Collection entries
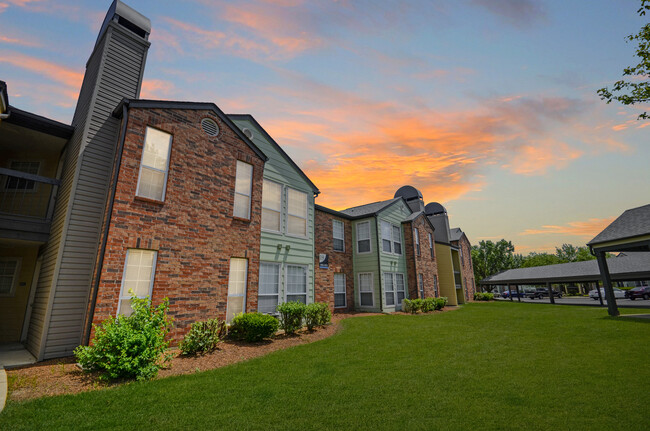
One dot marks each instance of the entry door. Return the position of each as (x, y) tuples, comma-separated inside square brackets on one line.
[(236, 288)]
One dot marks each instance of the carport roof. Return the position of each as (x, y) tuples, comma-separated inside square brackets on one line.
[(632, 266)]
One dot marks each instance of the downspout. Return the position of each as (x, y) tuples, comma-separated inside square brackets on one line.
[(93, 301)]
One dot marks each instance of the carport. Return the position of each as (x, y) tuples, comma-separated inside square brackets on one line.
[(629, 233)]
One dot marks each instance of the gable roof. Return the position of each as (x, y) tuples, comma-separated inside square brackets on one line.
[(206, 106), (277, 146), (632, 223)]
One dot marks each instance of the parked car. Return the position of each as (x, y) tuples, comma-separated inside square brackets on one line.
[(618, 293), (638, 292)]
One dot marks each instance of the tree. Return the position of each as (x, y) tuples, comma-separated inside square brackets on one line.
[(489, 258), (636, 90)]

What this task involves |
Lay out all the items above as a two-column CSV with the headers "instruction" and "answer": one row per instruction, with the instruction text and its answer each in a single quoted field and any line breaks replaced by spaces. Leave out the pictures.

Completed exercise |
instruction,answer
"One dot marks each instance of the entry door. Return the position of each as (x, y) tuples, comma-separated inside square brackets on one line.","[(236, 288)]"
"One dot marks each instance of the carport roof. Return the position of each as (x, y) tuples, comma-separated inside square brackets on one line.","[(632, 266)]"
"One dot marks each instance of the downspout. Return the position of each as (x, y) tuples, comma-separated inside square brackets on one line.","[(93, 301)]"
"One dot marks each instance of the carport. Return the position of each as (x, y) tuples, comma-separated inside square brackets on one line.","[(629, 233)]"
"One dot marks each instance of the gable roof. Return the position of each as (x, y) tuples, comma-separated inside square brackets on one line.","[(206, 106), (277, 146), (632, 223)]"
"One dot marks each instance of the parked car. Return the position of each as (x, y) tuples, comma-separated inside square brackets on one line.","[(618, 293), (638, 292)]"
"One dot marks each instance of the tree. Return the position of each as (x, y) tuples, comma-separated inside square brackets on one line.","[(489, 258), (636, 90)]"